*WHAT IS REQUIRED*: Your answer should be the exact lines of the data below from the one containing "negative clicks: (626, 605)" through the one containing "positive clicks: (636, 587)"; please include nothing else.

*MATERIAL FOR THE TASK*:
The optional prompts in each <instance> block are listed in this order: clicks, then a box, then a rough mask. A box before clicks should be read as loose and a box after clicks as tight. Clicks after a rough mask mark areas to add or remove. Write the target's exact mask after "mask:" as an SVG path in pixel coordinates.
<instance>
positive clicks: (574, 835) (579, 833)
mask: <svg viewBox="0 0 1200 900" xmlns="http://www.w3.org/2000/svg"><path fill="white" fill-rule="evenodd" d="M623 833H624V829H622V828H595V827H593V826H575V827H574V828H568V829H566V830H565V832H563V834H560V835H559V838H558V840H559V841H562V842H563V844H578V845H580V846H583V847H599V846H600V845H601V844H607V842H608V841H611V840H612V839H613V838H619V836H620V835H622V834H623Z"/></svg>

...

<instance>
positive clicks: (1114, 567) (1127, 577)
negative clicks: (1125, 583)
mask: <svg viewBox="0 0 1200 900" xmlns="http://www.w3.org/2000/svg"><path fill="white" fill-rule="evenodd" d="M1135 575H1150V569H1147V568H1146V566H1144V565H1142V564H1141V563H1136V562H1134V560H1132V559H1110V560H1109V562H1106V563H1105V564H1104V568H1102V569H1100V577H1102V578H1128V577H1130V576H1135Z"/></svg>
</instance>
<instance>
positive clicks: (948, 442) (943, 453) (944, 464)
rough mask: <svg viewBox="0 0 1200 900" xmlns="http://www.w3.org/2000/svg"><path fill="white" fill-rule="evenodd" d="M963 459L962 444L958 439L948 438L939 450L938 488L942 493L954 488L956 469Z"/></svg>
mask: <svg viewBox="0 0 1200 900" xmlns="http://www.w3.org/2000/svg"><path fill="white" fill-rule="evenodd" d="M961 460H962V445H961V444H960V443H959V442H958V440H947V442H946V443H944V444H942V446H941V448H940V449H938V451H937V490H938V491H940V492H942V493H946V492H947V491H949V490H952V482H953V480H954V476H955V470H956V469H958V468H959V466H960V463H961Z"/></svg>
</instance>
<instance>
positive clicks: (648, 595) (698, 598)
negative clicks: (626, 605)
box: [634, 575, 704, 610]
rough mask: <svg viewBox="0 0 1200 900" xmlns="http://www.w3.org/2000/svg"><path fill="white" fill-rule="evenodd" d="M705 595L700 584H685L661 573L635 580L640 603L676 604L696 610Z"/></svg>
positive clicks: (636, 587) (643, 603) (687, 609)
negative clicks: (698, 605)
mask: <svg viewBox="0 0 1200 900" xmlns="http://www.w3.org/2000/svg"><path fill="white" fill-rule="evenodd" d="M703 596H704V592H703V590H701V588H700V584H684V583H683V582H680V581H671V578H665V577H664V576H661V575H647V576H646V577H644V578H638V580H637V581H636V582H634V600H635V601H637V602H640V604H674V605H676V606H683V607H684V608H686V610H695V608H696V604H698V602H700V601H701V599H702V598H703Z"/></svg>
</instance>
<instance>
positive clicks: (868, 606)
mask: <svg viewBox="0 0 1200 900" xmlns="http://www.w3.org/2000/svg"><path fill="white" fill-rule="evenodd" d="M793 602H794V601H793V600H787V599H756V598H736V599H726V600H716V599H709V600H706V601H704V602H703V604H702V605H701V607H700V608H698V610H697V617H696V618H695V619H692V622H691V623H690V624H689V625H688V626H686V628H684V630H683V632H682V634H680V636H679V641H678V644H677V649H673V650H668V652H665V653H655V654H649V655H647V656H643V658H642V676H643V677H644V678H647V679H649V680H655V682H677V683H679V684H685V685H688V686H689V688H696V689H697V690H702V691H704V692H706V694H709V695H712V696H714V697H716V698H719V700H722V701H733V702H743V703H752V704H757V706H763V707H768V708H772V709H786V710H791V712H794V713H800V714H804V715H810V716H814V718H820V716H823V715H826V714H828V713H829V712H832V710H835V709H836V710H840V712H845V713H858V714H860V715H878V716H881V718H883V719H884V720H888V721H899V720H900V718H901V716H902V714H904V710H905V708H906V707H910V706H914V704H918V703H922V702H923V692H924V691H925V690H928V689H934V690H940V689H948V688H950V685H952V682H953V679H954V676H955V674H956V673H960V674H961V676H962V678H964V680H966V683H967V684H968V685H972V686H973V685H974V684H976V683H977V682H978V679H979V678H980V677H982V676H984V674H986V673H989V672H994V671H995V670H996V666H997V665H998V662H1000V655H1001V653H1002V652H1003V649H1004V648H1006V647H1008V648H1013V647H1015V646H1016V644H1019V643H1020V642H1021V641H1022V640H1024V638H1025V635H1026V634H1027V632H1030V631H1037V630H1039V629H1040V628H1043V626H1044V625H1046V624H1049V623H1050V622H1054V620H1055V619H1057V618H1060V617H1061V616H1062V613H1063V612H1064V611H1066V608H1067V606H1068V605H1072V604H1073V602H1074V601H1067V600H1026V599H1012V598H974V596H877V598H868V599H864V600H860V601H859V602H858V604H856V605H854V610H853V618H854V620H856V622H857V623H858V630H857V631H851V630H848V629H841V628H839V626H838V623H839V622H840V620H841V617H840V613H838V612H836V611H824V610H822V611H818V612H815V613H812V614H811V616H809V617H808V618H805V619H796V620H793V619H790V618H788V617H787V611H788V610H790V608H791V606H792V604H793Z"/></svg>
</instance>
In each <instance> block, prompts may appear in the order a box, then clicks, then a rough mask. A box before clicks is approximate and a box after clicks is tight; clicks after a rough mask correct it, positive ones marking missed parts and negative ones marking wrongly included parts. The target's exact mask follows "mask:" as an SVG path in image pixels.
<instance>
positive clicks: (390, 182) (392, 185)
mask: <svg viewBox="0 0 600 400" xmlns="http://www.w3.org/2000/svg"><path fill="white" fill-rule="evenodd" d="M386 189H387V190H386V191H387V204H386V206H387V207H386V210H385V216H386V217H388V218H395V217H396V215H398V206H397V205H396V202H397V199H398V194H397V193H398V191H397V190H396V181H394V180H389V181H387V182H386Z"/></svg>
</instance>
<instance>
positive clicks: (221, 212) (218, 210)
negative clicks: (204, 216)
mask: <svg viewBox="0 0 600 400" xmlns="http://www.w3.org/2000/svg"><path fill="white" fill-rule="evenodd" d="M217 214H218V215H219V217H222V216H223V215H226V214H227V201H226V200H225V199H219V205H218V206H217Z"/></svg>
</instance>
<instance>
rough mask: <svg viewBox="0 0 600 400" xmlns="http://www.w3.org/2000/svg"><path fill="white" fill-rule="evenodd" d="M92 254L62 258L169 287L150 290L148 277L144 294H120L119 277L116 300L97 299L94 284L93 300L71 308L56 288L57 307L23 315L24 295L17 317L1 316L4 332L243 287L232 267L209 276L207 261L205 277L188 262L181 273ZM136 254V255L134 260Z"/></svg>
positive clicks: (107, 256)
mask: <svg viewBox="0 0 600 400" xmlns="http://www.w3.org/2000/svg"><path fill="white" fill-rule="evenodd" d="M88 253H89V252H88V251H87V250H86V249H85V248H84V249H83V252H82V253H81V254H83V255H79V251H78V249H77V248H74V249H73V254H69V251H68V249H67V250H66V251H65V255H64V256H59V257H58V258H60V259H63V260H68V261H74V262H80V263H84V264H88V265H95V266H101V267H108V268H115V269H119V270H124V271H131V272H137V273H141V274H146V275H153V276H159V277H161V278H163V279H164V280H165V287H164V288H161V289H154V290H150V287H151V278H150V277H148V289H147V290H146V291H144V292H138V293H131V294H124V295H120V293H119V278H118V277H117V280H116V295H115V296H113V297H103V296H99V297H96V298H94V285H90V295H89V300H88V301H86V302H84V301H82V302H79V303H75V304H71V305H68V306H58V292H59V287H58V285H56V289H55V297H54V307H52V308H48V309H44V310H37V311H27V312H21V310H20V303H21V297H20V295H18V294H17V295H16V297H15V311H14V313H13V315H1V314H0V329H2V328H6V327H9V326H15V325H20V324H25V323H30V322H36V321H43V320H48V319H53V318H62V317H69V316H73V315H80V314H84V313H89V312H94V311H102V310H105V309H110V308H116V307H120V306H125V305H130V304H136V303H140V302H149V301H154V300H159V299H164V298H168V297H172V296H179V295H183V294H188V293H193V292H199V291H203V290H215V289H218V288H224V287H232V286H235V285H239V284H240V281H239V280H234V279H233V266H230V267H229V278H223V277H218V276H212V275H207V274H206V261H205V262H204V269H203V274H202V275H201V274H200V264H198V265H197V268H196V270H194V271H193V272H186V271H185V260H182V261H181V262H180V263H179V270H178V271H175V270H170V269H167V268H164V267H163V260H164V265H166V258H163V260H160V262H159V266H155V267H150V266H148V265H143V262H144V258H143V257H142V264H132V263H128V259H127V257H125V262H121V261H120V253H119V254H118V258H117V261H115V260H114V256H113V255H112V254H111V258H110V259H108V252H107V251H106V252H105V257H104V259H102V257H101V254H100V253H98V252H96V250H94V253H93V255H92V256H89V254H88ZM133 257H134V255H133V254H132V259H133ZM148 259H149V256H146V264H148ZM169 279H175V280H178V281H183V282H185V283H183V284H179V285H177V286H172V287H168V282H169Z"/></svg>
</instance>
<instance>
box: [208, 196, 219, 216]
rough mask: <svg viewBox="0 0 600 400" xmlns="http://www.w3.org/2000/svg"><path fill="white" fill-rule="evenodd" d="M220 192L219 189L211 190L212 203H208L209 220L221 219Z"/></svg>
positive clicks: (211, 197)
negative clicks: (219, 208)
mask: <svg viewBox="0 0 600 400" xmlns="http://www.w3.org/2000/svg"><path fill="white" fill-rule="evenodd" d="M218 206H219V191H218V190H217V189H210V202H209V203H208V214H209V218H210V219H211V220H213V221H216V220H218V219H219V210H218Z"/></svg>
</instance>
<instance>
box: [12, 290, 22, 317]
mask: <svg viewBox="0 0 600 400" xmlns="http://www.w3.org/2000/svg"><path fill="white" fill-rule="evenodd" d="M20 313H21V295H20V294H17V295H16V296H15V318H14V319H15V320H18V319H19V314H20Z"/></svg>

*THE ANSWER*:
negative clicks: (626, 605)
box: [634, 575, 704, 610]
rough mask: <svg viewBox="0 0 1200 900" xmlns="http://www.w3.org/2000/svg"><path fill="white" fill-rule="evenodd" d="M705 595L700 584H685L661 573L635 580L640 603L676 604L696 610Z"/></svg>
positive clicks: (636, 587) (643, 603) (687, 609)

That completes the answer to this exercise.